THE DATA
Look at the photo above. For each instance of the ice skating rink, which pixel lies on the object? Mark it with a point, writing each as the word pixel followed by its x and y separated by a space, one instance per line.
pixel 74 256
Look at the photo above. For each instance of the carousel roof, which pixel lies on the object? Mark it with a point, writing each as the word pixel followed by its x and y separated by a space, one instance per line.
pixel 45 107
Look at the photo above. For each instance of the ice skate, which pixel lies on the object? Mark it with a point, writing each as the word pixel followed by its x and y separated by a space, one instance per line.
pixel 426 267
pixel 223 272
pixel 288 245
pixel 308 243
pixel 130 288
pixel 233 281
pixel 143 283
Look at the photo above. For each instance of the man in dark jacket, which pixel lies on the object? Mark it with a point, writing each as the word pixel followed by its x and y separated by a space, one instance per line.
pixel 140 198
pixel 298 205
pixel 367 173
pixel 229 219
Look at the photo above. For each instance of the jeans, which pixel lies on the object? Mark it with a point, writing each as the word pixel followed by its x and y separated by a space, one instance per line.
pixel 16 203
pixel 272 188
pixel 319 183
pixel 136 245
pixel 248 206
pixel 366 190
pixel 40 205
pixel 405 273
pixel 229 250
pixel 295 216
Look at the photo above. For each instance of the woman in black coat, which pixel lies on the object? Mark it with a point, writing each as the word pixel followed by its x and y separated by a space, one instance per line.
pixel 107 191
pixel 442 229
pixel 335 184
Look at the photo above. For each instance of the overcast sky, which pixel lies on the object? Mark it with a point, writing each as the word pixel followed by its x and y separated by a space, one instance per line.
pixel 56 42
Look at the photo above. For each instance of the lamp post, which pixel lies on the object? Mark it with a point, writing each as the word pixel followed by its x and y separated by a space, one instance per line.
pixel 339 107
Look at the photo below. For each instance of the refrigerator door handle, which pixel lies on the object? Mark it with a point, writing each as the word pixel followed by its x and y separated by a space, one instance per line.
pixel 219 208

PROMPT
Copy out every row above, swapping "lamp post" for "street light" and leaving all other text as it is.

IN RESPONSE
Look at the photo above. For each instance of the ice skating rink, which pixel lies on the object? Mark it with a point, writing each as the word pixel followed by its x and y separated by a space, one instance per line.
pixel 74 256
Look at the photo above. For each instance of the carousel roof, which pixel lies on the object? Mark it with a point, writing each as the word pixel followed by its x and y separated by a space, one instance per line.
pixel 45 107
Look at the photo above. For each instance of the ice skate, which pixel lies on the object? Mark it with a point, writing each as the word pixel followed by its x and y separated by a space, one instance per line.
pixel 426 267
pixel 223 272
pixel 288 245
pixel 308 243
pixel 130 288
pixel 233 281
pixel 143 283
Look at the photo above. For each instance of the man in dark jacket, which pixel lies on the object? Mark it with a point, writing each as the word pixel followed by its x and y separated by a space, one instance per line.
pixel 140 198
pixel 298 205
pixel 367 173
pixel 229 219
Look at the photo above. For each instance of the jeans, which pixel lies on the object? Mark it with a point, writing each as the word pixel followed by its x and y separated by a space, one instance per line.
pixel 16 203
pixel 272 188
pixel 319 183
pixel 136 245
pixel 248 206
pixel 366 190
pixel 40 205
pixel 405 273
pixel 229 250
pixel 295 216
Look at the photo above. For each instance of the woman in black coat, which pixel lies on the object? Mark it with a point, writing each as the word pixel followed by its x and y separated by a space, one instance per line.
pixel 107 191
pixel 442 229
pixel 335 184
Look at the photo above. For each instance of the overcast sky, which pixel lies on the object? Mark it with a point, writing each as the word pixel followed by its x and y separated by a space, one instance per line.
pixel 56 42
Look at the photo above. For each instance of the street light, which pixel lies on the object? Mark it with a point, writing each as the word pixel followed by its x and y separated by a space, one instance per line.
pixel 339 107
Look at the photo below. For each instance of the refrigerator door handle, which pixel lies on the object? Mark it with a point, writing each as the word pixel followed by its x and y separated by a space, one instance per line.
pixel 219 208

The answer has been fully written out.